(Location identification entries)
<<<<

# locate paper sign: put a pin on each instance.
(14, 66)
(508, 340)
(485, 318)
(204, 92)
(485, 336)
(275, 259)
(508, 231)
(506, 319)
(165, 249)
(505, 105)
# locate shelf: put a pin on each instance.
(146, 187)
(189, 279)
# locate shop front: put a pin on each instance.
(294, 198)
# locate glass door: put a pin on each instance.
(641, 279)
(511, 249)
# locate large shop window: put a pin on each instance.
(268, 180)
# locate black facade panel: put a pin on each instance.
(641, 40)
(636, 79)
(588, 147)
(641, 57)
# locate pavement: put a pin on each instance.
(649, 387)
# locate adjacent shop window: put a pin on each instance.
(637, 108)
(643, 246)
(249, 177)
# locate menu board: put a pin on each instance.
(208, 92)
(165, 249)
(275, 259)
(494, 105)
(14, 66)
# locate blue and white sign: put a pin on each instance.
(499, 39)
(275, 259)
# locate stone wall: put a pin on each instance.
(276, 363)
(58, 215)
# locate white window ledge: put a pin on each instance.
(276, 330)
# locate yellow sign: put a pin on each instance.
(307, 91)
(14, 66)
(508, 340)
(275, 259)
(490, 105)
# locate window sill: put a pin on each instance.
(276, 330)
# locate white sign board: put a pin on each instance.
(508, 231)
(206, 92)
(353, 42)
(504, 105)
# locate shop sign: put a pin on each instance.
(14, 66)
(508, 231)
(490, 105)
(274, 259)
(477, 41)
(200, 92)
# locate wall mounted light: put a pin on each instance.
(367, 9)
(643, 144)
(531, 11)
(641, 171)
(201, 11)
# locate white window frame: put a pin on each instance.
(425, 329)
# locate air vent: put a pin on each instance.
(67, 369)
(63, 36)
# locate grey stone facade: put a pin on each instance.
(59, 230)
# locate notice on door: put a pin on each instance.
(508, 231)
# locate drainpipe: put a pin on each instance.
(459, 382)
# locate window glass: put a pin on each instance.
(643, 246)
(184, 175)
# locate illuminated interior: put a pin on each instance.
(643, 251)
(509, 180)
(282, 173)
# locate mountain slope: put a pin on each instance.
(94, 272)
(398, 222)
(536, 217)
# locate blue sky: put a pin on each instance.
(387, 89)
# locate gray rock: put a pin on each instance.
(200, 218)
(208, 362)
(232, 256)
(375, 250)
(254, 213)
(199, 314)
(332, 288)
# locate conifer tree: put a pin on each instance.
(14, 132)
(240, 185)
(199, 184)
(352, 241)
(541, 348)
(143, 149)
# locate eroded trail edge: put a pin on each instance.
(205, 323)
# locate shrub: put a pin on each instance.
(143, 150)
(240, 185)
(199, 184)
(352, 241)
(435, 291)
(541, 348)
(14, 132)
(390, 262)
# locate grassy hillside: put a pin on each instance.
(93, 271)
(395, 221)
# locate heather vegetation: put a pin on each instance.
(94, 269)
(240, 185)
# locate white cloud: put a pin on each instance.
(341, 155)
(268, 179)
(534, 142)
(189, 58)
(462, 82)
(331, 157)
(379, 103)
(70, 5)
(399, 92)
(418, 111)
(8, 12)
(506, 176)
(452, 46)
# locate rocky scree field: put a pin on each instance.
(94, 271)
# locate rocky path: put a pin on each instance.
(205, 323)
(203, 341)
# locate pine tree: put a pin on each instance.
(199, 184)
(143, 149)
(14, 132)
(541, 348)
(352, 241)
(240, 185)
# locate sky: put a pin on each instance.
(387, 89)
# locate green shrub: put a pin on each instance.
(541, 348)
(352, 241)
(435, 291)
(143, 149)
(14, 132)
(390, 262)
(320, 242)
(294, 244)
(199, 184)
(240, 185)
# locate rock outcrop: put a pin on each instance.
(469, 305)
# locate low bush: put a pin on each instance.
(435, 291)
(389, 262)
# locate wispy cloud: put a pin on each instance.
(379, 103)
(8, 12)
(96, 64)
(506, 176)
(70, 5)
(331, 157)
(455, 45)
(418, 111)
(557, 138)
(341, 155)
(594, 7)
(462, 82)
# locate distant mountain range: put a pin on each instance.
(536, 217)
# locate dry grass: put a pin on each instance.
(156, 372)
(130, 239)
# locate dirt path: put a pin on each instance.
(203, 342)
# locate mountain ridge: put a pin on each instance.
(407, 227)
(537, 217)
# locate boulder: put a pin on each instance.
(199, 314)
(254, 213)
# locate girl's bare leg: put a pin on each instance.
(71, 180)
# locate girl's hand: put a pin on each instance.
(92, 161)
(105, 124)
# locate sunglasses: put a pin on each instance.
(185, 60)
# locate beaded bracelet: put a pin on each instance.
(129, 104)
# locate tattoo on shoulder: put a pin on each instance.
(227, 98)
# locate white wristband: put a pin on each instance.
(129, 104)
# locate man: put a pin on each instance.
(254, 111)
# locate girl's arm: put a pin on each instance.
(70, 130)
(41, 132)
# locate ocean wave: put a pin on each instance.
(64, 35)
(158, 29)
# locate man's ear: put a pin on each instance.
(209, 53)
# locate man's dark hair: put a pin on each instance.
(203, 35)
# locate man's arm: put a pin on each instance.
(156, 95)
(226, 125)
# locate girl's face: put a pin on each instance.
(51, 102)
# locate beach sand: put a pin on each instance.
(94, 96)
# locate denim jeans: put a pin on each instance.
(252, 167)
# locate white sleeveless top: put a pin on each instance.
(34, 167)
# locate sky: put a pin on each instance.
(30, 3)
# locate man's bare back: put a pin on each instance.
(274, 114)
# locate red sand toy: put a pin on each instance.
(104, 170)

>>>>

Task to carry out ▸
Output all of the data above as a CSV with the columns text and coordinates. Give each "# locate" line its own row, with that line's wording in one quoted field and every coordinate pair listed under it in a second quoted field, replacing line breaks with spaces.

Task result ▸
text,coordinates
"# locate paper sign: put a pin on each instance.","(14, 66) (508, 340) (485, 318) (204, 92) (485, 336) (275, 259) (508, 231) (506, 319) (165, 249) (505, 105)"
"# locate shelf: put a pin on each instance.","(146, 187) (189, 279)"
"# locate shop front: put a pin on each instance.","(294, 198)"
"# locate glass door: put a pin on each instance.","(641, 279) (511, 249)"
"# locate large shop window: put a pin on each instance.","(268, 180)"
"# locate black facade panel: put a pin on each instance.","(641, 40) (636, 79) (588, 147) (641, 57)"
"# locate pavement: put a pin on each instance.","(649, 387)"
"# locate adjacent shop window: put a pin on each instance.","(637, 108) (643, 246) (249, 177)"
"# locate menu board: put a pin on each instance.","(208, 92) (165, 249) (275, 259) (494, 105) (14, 66)"
"# locate blue and white sign: put a pin on each instance.","(499, 39) (275, 259)"
"# locate stone wall: put a pin on each instance.","(276, 363) (58, 215)"
"# locate white window ledge: put a pin on each instance.","(276, 330)"
"# locate yellow sign: put a pin on each instance.","(307, 91) (14, 66) (508, 340) (275, 259) (490, 105)"
"# locate window sill: put a pin on each instance.","(276, 330)"
"# locate white sign board: put a pin on each instance.","(508, 231) (206, 92) (353, 42) (504, 105)"
"# locate shop sign: put a pin on each instance.","(14, 66) (508, 231) (490, 105) (274, 259) (477, 41) (200, 92)"
"# locate wall mounted light: put a pin on each instance.","(367, 9) (643, 144) (531, 11) (641, 171) (201, 11)"
"# locate white window frame: put a pin on each instance.","(425, 329)"
"# locate air vent: put a pin on each instance.","(67, 369) (63, 36)"
"# locate grey stone facade: put a pin on each instance.","(59, 230)"
"# locate notice on door: put a pin on each instance.","(508, 231)"
"# locate drainpipe: put a pin on each instance.","(459, 382)"
"# locate window glass: put a pin on each instance.","(643, 246) (184, 175)"
"# locate illuminated interior: put a pin on each instance.","(643, 251) (509, 180) (282, 173)"
"# locate mountain slope: put a pin on each instance.","(94, 272) (398, 222) (536, 217)"
"# locate blue sky: put a pin on each instance.","(387, 89)"
"# locate gray rock: put a pin on each instance.","(200, 218) (208, 362) (232, 256) (375, 250) (254, 213) (199, 314) (332, 288)"
"# locate conifer tree: put a pin on each instance.","(14, 132) (240, 185) (199, 184) (352, 241) (541, 348) (143, 149)"
"# locate eroded trail edge: put a pin on each instance.","(205, 323)"
"# locate shrub: put a pin on each instance.","(143, 150) (240, 185) (199, 184) (352, 241) (435, 291) (541, 348) (14, 132) (390, 262)"
"# locate grassy hillside: put a pin on each instance.","(93, 271) (395, 221)"
"# locate heather vegetation: put a pin on each instance.","(94, 269) (240, 185)"
"# locate white cloud: put a pin on each instance.","(341, 155) (268, 179) (534, 142) (189, 58) (462, 82) (331, 157) (379, 103) (70, 5) (399, 92) (418, 111) (8, 12) (506, 176) (452, 46)"
"# locate rocky scree field: put a pin on each instance.","(94, 271)"
"# locate rocky path: put a pin on each instance.","(205, 323) (203, 341)"
"# locate pine tree: put a pin on each instance.","(199, 184) (143, 149) (14, 132) (541, 348) (352, 241) (240, 185)"
"# locate sky: put a pin on each instance.","(387, 89)"
"# locate green shrub: put a pin on each instance.","(541, 348) (352, 241) (435, 291) (143, 149) (14, 132) (390, 262) (320, 242) (294, 244) (199, 184) (240, 185)"
"# locate rock outcrop: put a pin on each instance.","(469, 305)"
"# locate low bush: put a pin on each instance.","(435, 291) (389, 262)"
"# locate wispy cloud: put a pin on each instance.","(379, 103) (8, 12) (96, 64) (506, 176) (70, 5) (331, 157) (455, 45) (418, 111) (557, 138) (341, 155) (594, 7) (462, 82)"
"# locate distant mountain range: put a pin on each instance.","(536, 217)"
"# locate dry grass: put a pin on each instance.","(156, 372) (130, 239)"
"# locate dirt path: put a pin on each instance.","(203, 342)"
"# locate mountain ridge: put a pin on each instance.","(407, 227) (537, 217)"
"# locate boulder: put a pin on each instance.","(199, 314) (254, 213)"
"# locate girl's bare leg: put a pin on each instance.","(71, 180)"
"# locate girl's hand: put a pin on each instance.","(92, 161) (105, 124)"
"# locate sunglasses: put a pin on each instance.","(185, 60)"
"# locate beaded bracelet: put a pin on each instance.","(129, 104)"
"# locate tattoo on shoulder: put a pin on each instance.","(227, 98)"
"# locate white wristband: put a pin on each instance.","(129, 104)"
"# locate man: put a pin on each instance.","(254, 111)"
"# locate girl's arm: put a pin on each instance.","(70, 130) (41, 132)"
"# locate ocean wave: put a pin on each instance.","(64, 35) (158, 29)"
"# locate man's ear: put a pin on each instance.","(209, 53)"
"# locate man's dark hair: put a pin on each instance.","(203, 35)"
"# locate man's arm: put a pin on each instance.","(156, 95) (226, 125)"
"# locate girl's face: put a pin on each instance.","(51, 102)"
"# locate beach sand: put a pin on each instance.","(94, 96)"
"# locate denim jeans: put a pin on each instance.","(252, 167)"
"# locate white sleeveless top: put a pin on each instance.","(34, 167)"
"# locate sky: put a pin on each instance.","(30, 3)"
"# locate man's bare back: put a pin on each instance.","(274, 114)"
"# locate red sand toy: put a pin on each instance.","(104, 170)"